··· Provided records ···

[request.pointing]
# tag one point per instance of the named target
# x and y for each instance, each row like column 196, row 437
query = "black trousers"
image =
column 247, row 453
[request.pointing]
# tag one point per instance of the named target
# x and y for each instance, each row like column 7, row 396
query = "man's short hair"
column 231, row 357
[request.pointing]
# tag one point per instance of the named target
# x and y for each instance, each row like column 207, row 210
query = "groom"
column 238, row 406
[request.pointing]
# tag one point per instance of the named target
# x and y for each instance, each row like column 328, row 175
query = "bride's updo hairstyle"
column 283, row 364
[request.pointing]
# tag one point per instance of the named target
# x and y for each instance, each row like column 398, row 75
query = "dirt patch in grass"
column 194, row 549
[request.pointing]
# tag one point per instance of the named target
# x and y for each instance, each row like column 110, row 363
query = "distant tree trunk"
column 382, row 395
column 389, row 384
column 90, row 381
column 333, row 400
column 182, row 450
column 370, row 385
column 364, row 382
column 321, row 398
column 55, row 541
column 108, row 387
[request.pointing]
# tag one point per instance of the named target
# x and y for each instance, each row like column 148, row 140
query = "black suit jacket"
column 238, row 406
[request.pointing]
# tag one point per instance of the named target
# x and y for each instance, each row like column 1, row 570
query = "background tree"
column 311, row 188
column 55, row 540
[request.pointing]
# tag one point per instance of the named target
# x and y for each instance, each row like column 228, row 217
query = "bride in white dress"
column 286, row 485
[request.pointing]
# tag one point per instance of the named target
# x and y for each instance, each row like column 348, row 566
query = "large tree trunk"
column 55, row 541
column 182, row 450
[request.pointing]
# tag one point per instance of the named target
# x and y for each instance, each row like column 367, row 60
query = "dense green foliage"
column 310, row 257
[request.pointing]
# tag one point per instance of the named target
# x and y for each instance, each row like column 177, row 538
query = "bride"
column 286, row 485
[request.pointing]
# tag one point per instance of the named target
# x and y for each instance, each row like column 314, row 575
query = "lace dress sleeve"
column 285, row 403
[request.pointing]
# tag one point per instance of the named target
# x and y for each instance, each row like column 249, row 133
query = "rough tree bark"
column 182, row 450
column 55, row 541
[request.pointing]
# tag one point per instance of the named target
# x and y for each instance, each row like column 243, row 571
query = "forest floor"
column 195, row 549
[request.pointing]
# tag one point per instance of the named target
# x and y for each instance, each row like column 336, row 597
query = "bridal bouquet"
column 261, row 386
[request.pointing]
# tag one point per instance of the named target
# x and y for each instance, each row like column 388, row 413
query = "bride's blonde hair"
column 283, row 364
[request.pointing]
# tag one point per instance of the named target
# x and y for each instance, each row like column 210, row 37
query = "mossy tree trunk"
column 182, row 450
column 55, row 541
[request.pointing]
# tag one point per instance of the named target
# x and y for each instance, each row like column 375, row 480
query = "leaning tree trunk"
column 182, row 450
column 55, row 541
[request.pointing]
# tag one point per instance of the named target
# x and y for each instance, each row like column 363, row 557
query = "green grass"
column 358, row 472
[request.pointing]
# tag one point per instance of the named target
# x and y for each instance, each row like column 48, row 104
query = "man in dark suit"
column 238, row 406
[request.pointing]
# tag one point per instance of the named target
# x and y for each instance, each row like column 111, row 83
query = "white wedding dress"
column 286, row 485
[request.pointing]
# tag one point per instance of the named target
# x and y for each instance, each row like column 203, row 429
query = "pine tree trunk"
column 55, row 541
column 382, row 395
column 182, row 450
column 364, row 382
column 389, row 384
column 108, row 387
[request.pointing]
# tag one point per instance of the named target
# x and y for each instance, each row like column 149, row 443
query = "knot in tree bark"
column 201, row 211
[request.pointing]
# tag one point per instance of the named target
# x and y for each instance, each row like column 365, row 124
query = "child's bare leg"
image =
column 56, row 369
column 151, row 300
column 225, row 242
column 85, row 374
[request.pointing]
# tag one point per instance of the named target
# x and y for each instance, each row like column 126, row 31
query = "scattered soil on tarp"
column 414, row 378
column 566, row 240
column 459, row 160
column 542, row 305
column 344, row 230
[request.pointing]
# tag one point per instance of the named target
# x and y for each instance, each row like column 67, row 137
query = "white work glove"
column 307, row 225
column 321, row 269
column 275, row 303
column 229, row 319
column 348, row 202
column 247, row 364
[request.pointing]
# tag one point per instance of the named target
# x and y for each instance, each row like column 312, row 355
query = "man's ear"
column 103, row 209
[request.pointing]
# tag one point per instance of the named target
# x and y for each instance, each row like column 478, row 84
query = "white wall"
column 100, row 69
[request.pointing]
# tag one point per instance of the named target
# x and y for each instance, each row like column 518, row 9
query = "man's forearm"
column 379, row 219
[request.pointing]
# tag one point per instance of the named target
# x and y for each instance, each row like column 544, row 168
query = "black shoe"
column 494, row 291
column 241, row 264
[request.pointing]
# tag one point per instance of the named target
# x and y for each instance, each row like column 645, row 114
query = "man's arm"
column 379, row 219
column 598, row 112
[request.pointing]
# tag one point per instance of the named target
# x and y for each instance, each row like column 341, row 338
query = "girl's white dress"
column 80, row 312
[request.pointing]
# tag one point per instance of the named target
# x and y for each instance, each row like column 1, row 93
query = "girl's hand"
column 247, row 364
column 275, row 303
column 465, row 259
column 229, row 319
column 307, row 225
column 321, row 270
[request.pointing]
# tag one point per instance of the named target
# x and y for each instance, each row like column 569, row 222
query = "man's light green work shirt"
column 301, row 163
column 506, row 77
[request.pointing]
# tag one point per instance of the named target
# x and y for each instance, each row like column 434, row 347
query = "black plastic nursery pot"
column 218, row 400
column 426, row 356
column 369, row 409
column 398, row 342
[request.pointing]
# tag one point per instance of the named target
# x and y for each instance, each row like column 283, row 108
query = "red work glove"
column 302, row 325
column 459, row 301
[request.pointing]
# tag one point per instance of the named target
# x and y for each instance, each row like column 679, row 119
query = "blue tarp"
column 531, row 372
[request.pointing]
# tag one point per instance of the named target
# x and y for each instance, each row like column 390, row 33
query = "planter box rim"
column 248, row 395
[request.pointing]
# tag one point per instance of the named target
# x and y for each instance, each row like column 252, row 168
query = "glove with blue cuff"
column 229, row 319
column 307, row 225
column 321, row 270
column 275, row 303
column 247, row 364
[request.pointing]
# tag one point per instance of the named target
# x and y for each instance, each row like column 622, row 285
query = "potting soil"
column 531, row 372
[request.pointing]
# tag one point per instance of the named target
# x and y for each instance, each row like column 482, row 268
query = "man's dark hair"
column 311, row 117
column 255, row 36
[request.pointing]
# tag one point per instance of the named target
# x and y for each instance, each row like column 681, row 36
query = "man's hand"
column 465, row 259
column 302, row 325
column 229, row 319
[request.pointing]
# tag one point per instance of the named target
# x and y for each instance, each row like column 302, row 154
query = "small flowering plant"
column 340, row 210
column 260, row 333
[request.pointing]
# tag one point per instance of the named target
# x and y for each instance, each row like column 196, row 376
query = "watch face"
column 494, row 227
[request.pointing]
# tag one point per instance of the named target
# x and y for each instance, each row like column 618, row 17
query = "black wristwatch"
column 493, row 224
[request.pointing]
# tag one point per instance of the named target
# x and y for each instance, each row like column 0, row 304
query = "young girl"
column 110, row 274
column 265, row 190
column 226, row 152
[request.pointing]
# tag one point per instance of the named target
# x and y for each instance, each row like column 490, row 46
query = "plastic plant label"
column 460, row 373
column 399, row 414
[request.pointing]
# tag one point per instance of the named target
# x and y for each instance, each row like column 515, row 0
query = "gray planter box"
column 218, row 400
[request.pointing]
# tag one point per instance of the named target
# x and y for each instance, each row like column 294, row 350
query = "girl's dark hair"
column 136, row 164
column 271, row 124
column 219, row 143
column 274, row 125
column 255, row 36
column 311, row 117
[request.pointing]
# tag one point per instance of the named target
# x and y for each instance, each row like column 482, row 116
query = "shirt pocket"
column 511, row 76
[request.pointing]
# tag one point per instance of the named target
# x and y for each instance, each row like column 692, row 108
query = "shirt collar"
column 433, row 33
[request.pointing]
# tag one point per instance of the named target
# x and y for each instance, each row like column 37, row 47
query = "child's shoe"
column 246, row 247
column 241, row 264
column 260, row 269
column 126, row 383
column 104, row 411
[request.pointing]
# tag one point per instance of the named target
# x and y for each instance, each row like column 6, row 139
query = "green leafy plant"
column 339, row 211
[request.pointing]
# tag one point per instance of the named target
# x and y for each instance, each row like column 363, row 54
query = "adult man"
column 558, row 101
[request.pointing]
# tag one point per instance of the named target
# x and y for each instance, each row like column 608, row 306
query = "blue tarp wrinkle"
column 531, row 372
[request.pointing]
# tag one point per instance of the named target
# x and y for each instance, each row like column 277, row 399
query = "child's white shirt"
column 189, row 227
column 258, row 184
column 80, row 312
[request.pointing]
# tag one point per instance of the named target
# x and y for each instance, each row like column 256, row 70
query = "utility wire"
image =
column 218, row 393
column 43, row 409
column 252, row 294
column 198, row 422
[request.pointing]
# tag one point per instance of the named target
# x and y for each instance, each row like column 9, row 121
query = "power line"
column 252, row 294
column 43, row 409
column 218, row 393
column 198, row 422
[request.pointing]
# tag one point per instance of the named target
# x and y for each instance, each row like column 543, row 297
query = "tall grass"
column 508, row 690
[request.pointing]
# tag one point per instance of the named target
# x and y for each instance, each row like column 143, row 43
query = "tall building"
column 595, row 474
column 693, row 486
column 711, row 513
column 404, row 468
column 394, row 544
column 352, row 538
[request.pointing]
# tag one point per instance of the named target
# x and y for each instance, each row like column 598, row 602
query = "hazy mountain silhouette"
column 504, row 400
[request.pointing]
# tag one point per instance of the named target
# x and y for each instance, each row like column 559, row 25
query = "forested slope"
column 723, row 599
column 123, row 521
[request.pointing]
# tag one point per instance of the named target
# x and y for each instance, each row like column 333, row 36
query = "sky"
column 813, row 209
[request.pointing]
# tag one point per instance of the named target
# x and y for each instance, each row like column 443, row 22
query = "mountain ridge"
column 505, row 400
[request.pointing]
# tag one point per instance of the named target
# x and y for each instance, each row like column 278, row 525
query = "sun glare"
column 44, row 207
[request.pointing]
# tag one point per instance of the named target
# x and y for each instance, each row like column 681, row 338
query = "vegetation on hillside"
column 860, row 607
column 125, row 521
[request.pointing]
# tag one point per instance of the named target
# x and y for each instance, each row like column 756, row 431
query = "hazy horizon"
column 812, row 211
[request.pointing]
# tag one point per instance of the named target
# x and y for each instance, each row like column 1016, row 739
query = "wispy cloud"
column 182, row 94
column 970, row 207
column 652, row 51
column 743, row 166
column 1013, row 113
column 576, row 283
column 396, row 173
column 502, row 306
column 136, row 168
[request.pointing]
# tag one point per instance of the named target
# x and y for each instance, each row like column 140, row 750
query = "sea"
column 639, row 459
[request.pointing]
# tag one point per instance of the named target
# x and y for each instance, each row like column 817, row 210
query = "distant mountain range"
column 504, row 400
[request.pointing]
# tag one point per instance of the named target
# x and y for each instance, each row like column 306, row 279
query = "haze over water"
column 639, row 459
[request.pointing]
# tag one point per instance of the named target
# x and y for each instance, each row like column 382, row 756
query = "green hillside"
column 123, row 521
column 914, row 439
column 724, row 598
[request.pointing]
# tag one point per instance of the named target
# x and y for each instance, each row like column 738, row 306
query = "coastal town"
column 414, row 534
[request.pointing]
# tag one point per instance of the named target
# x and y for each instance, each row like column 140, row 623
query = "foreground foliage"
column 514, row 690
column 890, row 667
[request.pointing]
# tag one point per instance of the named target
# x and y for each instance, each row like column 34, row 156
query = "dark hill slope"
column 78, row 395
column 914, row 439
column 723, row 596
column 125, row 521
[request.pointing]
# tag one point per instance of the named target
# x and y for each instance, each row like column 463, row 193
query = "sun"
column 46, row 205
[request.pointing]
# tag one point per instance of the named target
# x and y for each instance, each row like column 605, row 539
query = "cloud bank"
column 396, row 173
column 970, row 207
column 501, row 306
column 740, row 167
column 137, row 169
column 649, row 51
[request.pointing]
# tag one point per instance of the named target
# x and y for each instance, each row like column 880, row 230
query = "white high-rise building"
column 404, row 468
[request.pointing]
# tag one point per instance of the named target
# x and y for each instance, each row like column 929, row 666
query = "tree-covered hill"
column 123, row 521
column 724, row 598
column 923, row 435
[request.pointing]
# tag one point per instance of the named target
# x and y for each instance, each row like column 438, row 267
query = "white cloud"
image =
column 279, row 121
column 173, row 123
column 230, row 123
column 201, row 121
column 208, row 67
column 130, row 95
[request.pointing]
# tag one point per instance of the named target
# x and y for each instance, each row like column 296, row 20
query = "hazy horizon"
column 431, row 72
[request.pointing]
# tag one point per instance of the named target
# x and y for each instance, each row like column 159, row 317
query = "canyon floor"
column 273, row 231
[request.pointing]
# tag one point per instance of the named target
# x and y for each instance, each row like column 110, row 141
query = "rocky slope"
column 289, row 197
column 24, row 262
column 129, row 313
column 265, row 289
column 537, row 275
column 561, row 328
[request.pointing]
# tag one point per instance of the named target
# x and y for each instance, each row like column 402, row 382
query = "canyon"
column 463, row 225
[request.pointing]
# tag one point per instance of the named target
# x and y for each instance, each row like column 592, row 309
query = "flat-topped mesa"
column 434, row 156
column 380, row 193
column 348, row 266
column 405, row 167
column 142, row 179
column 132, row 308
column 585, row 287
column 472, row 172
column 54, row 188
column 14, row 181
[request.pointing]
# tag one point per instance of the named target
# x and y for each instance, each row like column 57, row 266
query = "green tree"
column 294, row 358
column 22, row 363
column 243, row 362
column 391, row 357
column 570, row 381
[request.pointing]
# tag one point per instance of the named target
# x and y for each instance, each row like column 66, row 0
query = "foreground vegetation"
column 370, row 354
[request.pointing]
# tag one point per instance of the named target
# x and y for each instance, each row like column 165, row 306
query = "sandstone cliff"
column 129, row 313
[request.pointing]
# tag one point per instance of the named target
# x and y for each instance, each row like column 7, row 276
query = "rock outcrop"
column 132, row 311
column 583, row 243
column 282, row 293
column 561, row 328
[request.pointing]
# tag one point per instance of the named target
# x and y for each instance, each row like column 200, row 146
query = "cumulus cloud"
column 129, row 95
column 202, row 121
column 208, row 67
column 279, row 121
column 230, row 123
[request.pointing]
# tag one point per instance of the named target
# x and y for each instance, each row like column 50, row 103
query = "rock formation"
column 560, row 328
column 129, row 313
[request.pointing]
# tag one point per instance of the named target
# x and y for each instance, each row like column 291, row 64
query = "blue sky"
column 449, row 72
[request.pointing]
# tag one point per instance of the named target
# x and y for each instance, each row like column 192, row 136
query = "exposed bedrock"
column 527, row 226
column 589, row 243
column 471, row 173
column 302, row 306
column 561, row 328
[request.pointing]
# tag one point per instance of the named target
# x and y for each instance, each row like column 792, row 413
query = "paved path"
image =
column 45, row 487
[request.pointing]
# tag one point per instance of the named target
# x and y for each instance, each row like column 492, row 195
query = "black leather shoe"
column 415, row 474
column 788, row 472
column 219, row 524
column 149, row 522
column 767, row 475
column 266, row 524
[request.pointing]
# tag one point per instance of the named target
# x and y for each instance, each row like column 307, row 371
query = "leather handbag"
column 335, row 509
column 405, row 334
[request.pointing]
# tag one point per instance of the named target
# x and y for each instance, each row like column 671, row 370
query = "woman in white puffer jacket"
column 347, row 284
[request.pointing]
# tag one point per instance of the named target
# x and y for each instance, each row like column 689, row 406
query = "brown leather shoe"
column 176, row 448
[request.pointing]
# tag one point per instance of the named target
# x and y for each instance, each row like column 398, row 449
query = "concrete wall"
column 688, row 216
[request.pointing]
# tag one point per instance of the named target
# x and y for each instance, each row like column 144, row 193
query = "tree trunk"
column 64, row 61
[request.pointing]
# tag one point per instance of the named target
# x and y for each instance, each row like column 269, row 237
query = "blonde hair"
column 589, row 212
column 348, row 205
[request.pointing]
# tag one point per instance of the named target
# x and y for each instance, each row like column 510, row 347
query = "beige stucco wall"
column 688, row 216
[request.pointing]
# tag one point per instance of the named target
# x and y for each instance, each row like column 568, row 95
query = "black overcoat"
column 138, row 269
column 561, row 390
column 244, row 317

···

Exercise objective: Begin at the first line of the material and transcribe each line exactly. End with the line containing "110, row 363", and give nothing else.

Result for this exercise:
[request.pointing]
# tag one point per instance of the named target
# x and y for each instance, each row like column 196, row 437
query = "black trousers"
image =
column 247, row 453
[request.pointing]
# tag one point per instance of the named target
# x and y for each instance, each row like column 7, row 396
query = "man's short hair"
column 231, row 357
[request.pointing]
# tag one point per instance of the named target
# x and y for each instance, each row like column 207, row 210
query = "groom"
column 238, row 406
[request.pointing]
# tag one point per instance of the named target
# x and y for each instance, each row like column 328, row 175
query = "bride's updo hairstyle"
column 283, row 364
[request.pointing]
# tag one point per instance of the named target
# x and y for each instance, each row like column 398, row 75
query = "dirt patch in grass"
column 194, row 549
[request.pointing]
# tag one point per instance of the named target
# x and y for each instance, each row like column 110, row 363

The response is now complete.